#### [Given problem]
Copy exactly the lines of the records below, starting at the line that contains "Guideline: for each instance of the wooden table, imagine" and continuing through the last line, both included; omit any pictures.

[Stored items]
- - - - -

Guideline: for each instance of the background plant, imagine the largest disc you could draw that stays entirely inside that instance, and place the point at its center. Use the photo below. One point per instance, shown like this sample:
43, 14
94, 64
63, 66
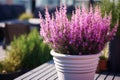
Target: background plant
105, 52
26, 52
25, 16
86, 33
113, 7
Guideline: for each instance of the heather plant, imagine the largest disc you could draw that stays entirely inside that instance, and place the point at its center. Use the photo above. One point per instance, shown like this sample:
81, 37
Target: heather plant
86, 33
114, 8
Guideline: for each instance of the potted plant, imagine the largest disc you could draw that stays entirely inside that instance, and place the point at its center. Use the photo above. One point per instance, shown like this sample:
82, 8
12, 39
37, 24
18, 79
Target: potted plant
114, 8
76, 43
103, 61
24, 54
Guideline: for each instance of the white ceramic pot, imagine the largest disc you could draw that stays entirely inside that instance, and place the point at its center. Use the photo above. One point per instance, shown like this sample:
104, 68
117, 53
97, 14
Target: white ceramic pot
75, 67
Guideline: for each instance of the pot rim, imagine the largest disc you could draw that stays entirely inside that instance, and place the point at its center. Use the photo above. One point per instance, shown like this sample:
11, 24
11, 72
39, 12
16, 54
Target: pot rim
59, 55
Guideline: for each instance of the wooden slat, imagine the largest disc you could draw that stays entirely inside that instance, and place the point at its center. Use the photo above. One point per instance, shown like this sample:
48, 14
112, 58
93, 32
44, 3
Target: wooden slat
47, 72
54, 76
34, 70
117, 76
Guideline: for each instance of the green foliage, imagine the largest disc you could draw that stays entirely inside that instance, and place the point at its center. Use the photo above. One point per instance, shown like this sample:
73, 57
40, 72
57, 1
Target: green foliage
114, 8
25, 16
26, 52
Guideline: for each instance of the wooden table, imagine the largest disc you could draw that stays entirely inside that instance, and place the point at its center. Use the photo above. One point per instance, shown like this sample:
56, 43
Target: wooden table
47, 72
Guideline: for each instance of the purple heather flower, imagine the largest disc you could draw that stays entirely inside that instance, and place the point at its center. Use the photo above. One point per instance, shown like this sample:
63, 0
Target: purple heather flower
86, 33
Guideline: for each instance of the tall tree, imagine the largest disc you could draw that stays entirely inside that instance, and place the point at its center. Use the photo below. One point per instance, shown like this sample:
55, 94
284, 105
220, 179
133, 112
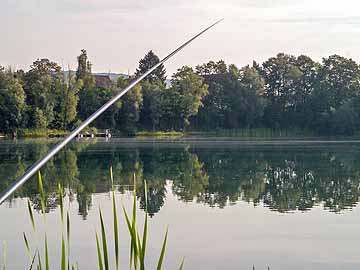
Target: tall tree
12, 101
150, 60
130, 110
191, 86
66, 100
39, 89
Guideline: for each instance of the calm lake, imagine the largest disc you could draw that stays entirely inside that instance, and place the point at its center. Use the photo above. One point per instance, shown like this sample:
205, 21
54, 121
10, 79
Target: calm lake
228, 204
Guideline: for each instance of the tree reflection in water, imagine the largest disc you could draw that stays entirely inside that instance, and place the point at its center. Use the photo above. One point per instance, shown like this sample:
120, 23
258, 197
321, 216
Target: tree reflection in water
288, 179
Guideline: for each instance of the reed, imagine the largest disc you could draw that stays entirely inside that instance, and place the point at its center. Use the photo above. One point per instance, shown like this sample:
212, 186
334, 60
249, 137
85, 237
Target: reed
138, 237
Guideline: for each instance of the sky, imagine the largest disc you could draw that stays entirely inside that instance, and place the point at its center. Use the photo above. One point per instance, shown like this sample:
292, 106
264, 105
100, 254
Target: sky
118, 33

- - - - -

#### [Written answer]
Guideline: for each instance of the wooden table, imagine the largest disc you could draw that stays entirely inside that instance, and place the point at its center. Use the photo above. One point per instance, shown like this sample:
56, 43
Target: wooden table
47, 72
Guideline: for each instance of the purple heather flower, imagine the largest disc you could draw that stays entirely inside that instance, and place the point at its center. Use the photo above. One point per instance, shown like this sample:
63, 0
Target: purple heather flower
86, 33
Guideline: for each instance of the tall tree, imagine the largest disc you could draw that stays entirely inside that instance, and place the point at its center. Use the photo below. One point per instance, shown like this sample:
55, 94
284, 105
220, 179
133, 112
Target: tall tree
12, 101
150, 60
130, 110
191, 86
66, 100
39, 89
Guideline: for each instance of the calm lake, imagine the largest disc you could draw that stays entirely inside that instance, and place the point at its center. Use the photo above. One point per instance, shown like this sample:
205, 21
54, 121
10, 79
Target: calm lake
228, 204
Guideline: for each instance of the tree reflection in water, imagine the largest disc you could draw that stays entirely inside that instance, and place the point at its center. Use the photo above. One point per instance, shown like this sample:
120, 23
258, 197
321, 216
Target: tree reflection in water
288, 179
Guideline: for each instance of the reed, imagine the largest disc you could draw that stays entirely inside that instance, and place the point at its center. Use the photo above. One point per instance, shown like this sample:
212, 186
334, 60
249, 137
85, 237
Target: reed
138, 237
Guideline: for each instance of the sky, imagine the largest disc you could draw that stays entirely inside that instance, and place the point at its center. Use the photo above. One point per instance, shown like this sample:
292, 106
264, 105
100, 254
Target: sky
118, 33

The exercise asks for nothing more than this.